SUPPLIED PASSAGE START

How have farm incomes changed in Wales in the last ten years?

10 February 2016

Article by Rachel Prior, National Assembly for Wales Research Service

Picture of sheep

Image from Flickr by walkinguphills. Licensed under the Creative Commons

The Welsh Government has recently published Welsh farm income figures for 2014-15.

You can see the latest figures on the Welsh Government website here: Farm incomes, 2014-5

In the last year, dairy farm incomes in Wales have reduced by ten per cent to £70,200, lowland cattle and sheep farm incomes reduced by four per cent to £27,800. However, there was an increase of 20 per cent in cattle and sheep farms in ‘Less Favoured Areas’ (LFAs) to £23,300. This gives an overall mean across all farm types of a small decrease from 2013-14, of one per cent to £29,400.

The Welsh Government defines Farm Business Income (FBI) as:

…the return to all unpaid labour (farmers, spouses, non-principal partners, family workers and others with an entrepreneurial interest in the farm business) and to all their capital invested in the farm business including land and farm buildings…

FBI is therefore roughly equivalent to Net Profit, in a farming context.

FBI takes into account all subsidies, e.g. Common Agricultural Policy payments, any profit as a result of diversification of the farmland, and costs such as fuel, rent, animal feed and paid labour. It is used as a key indicator of the state of the farming sector by the Welsh Government. The graph below shows mean FBI for a number of farming sectors in Wales since 2003, adjusted to today’s prices.

welsh farm income graph

 

Data from Welsh Government reports on farm incomes, including past releases. Adjusted to today’s prices based on UK Treasury GDP deflators.

SUPPLIED PASSAGE END
RECORD EXCERPTS START

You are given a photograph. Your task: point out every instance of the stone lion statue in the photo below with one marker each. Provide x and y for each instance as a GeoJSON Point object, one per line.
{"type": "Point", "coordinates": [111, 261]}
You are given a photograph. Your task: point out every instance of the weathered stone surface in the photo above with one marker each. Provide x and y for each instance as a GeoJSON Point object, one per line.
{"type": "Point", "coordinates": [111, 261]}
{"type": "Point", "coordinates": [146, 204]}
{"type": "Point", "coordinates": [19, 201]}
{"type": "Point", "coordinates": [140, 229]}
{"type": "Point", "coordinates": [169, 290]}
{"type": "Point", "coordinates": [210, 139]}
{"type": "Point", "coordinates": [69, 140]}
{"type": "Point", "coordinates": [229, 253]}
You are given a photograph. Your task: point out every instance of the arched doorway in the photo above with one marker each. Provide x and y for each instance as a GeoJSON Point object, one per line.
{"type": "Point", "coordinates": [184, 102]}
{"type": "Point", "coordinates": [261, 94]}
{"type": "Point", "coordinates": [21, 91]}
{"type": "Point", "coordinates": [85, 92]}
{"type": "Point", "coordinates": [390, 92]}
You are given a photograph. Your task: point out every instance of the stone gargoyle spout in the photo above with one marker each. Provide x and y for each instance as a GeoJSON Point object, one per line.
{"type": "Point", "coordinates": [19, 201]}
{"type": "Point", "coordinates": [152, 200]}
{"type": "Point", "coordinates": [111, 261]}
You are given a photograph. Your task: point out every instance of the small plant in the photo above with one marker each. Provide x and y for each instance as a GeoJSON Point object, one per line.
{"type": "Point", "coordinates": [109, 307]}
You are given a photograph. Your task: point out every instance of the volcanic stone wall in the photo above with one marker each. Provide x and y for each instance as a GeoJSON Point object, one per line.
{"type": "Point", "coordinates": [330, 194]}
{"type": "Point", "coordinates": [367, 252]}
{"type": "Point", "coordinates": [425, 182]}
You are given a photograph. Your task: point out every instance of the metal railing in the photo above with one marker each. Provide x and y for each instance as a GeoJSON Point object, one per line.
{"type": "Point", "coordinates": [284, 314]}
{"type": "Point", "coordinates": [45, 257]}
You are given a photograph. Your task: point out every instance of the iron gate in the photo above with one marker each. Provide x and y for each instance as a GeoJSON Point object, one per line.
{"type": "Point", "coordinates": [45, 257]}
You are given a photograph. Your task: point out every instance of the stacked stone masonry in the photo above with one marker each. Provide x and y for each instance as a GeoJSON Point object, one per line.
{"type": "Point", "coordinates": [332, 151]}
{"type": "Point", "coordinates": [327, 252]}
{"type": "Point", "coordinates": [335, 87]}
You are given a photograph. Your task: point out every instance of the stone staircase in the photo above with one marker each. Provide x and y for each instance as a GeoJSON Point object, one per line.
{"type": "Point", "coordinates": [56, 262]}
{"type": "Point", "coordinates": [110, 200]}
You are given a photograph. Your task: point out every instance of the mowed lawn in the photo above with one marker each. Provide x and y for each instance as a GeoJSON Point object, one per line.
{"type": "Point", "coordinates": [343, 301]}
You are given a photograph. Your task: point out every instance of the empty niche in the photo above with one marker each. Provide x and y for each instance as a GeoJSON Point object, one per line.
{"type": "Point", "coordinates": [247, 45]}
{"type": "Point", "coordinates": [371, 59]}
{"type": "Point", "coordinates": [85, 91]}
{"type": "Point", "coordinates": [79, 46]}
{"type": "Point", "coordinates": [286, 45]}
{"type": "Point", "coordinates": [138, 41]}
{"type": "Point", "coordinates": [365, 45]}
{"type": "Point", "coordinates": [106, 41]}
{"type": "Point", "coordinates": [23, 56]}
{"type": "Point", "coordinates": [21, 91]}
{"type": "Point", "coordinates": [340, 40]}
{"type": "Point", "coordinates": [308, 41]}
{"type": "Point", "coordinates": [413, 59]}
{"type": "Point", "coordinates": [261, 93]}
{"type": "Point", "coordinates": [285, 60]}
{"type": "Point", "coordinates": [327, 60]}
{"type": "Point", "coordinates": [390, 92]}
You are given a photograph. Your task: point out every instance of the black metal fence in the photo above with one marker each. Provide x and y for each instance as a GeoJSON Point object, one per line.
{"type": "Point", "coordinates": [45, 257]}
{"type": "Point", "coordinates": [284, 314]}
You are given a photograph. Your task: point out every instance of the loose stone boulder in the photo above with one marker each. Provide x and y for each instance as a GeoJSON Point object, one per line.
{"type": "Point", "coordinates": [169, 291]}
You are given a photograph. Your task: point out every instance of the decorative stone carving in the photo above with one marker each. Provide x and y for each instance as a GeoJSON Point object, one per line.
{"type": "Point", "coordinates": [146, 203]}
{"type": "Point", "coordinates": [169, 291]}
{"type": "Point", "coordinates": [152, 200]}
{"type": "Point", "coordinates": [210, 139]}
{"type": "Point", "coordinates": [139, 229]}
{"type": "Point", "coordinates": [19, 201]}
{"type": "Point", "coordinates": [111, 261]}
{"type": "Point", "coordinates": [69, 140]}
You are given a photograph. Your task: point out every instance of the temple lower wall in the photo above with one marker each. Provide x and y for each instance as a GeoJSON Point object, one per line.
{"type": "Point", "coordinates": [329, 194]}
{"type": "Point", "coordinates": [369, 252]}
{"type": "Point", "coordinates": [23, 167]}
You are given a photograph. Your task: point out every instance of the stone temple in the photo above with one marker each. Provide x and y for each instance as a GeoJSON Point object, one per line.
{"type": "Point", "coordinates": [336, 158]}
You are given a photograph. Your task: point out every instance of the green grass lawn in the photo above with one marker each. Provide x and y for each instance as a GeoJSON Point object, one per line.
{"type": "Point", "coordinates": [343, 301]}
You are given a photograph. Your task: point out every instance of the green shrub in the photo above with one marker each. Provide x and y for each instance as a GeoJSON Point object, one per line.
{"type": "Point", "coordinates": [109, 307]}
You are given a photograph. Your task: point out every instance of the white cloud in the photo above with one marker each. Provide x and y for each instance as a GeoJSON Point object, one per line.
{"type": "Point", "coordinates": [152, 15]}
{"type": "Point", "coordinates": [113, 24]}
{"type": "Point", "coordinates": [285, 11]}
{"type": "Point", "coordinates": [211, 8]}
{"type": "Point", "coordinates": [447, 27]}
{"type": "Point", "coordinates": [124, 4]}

RECORD EXCERPTS END

TASK 1
According to the article on Welsh farm incomes, what was the average income of dairy farms in Wales after the latest drop?
TASK 2
Translate this sentence from the Welsh farm incomes article into Spanish: "FBI is therefore roughly equivalent to Net Profit, in a farming context."
TASK 3
Check each statement against the Welsh farm incomes article. Answer yes or no, and quote the words that decide it.
(a) Incomes on cattle and sheep farms in Less Favoured Areas rose by 20 per cent.
(b) Farm Business Income leaves out Common Agricultural Policy payments.
(c) The graph shows mean FBI adjusted to today's prices.

TASK SOLUTION 1
£70,200, after a fall of ten per cent.

TASK SOLUTION 2
Por lo tanto, el FBI equivale aproximadamente al beneficio neto, en un contexto agrícola.

TASK SOLUTION 3
(a) Yes: "there was an increase of 20 per cent in cattle and sheep farms in ‘Less Favoured Areas’ (LFAs) to £23,300"
(b) No: "FBI takes into account all subsidies, e.g. Common Agricultural Policy payments"
(c) Yes: "The graph below shows mean FBI for a number of farming sectors in Wales since 2003, adjusted to today’s prices."